◆ Source document ◆
____________________

Re: Sterographic plotting program

*To*: mathgroup at smc.vnet.net*Subject*: [mg51250] Re: Sterographic plotting program*From*: mathma18 at hotmail.com (Narasimham G.L.)*Date*: Sun, 10 Oct 2004 01:57:24 -0400 (EDT)*References*: <cjtnf7$8gv$1@smc.vnet.net>*Sender*: owner-wri-mathgroup at wolfram.com

Roger Mason <rmason at esd.mun.ca> wrote in message news:<cjtnf7$8gv$1 at smc.vnet.net>... > Has anyone implemented a program to plot stereograms in Mathematica? > Stereograms are used in crystallography to plot the positions of faces > (and other planes) on crystals.[1] In the following, Loxodromes making +/- 30 Degree to any meridian are stereographically projected onto plane tangential to South Pole as equi-angular/Logarithmic spirals. Please add 4 or 6 Loxos around polar axis to get a full pattern. (Avoided it, as it may clutter up the graphic). I remember a beautiful picturization similar to this in 'Mathographics' by Dixon Robert. A., New York, Dover, 1991. Hope you get stereographic projections of icosa & dodecahedrons to show, as precursors to crystallography.. Cheers, Narasimham a = 1; al = Pi/6; z = a*Tanh[Cot[al]*th]; r = a*Sech[Cot[al]*th]; x = r*Cos[th]; y = r*Sin[th]; loxo1 = ParametricPlot3D[{x, y, z, {RGBColor[1, 0, 0], Thickness[.005]}}, {th, -Pi, Pi}]; loxo2 = ParametricPlot3D[{x, -y, z, {RGBColor[0, 0, 1], Thickness[.005]}}, {th, -Pi, Pi}]; sphere = ParametricPlot3D[{a Cos[u] Cos[v], a Cos[u]Sin[v], a Sin[u]}, {u, -1.5, 1.5}, {v, -Pi, Pi}, Shading -> False]; rst = 2 a r/(a - z); xst = rst*Cos[th]; yst = rst*Sin[th]; stereo1 = ParametricPlot3D[{xst, yst, -a, {RGBColor[1, 0, 0], Thickness[.006]}}, {th, -Pi, Pi}]; stereo2 = ParametricPlot3D[{xst, -yst, -a, {RGBColor[0, 0, 1], Thickness[.005]}}, {th, -Pi, Pi}]; Show[{sphere, loxo1, loxo2, stereo1, stereo2}, ViewPoint -> {1.5, -1, 1}, Boxed -> False, PlotRange -> {{-3, 3}, {-3, 3}, {-1.01, 1}}];

____________________

◆ Requirement a ◆
List the names of the graphics objects combined in the final Show call in the stereographic plotting post.

____________________

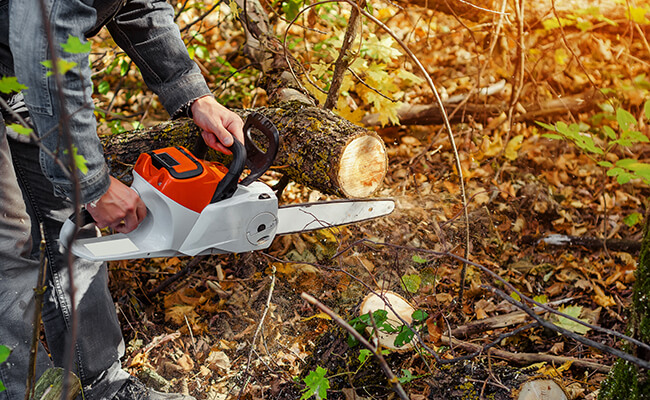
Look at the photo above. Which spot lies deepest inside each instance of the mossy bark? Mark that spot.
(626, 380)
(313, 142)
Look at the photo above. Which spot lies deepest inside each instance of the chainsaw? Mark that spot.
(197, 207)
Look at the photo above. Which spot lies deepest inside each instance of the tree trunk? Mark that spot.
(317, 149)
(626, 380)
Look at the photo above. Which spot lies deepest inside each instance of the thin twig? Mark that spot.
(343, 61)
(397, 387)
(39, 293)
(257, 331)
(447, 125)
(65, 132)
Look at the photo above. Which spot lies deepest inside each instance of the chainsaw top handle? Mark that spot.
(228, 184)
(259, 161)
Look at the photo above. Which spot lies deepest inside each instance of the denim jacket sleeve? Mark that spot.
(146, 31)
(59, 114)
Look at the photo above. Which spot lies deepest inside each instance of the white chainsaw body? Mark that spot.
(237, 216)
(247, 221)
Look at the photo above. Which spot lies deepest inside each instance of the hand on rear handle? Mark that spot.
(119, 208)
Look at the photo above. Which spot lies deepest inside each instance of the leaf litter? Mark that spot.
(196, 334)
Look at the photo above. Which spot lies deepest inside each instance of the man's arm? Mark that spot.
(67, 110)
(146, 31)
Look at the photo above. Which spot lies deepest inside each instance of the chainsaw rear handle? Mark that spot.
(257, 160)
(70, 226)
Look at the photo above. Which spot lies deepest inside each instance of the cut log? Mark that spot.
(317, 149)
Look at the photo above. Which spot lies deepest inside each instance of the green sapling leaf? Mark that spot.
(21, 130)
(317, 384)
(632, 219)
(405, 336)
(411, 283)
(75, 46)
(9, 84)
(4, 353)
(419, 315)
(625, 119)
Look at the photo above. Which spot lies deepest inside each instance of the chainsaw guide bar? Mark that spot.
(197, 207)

____________________

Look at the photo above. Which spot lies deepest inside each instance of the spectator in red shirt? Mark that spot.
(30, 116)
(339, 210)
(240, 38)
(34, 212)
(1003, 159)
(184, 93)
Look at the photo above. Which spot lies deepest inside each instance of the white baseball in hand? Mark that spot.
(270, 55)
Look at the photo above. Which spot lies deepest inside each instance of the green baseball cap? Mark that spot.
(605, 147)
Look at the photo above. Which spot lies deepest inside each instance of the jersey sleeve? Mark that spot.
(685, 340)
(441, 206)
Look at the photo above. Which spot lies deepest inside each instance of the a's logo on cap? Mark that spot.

____________________

◆ Requirement b ◆
Return every line from the rows above that contains the string "leaf".

◆ Written answer a ◆
sphere, loxo1, loxo2, stereo1, stereo2

◆ Written answer b ◆
Look at the photo above. Which spot lies deepest inside each instance of the leaf litter? Mark that spot.
Look at the photo above. Which spot lies deepest inside each instance of the green sapling leaf? Mark that spot.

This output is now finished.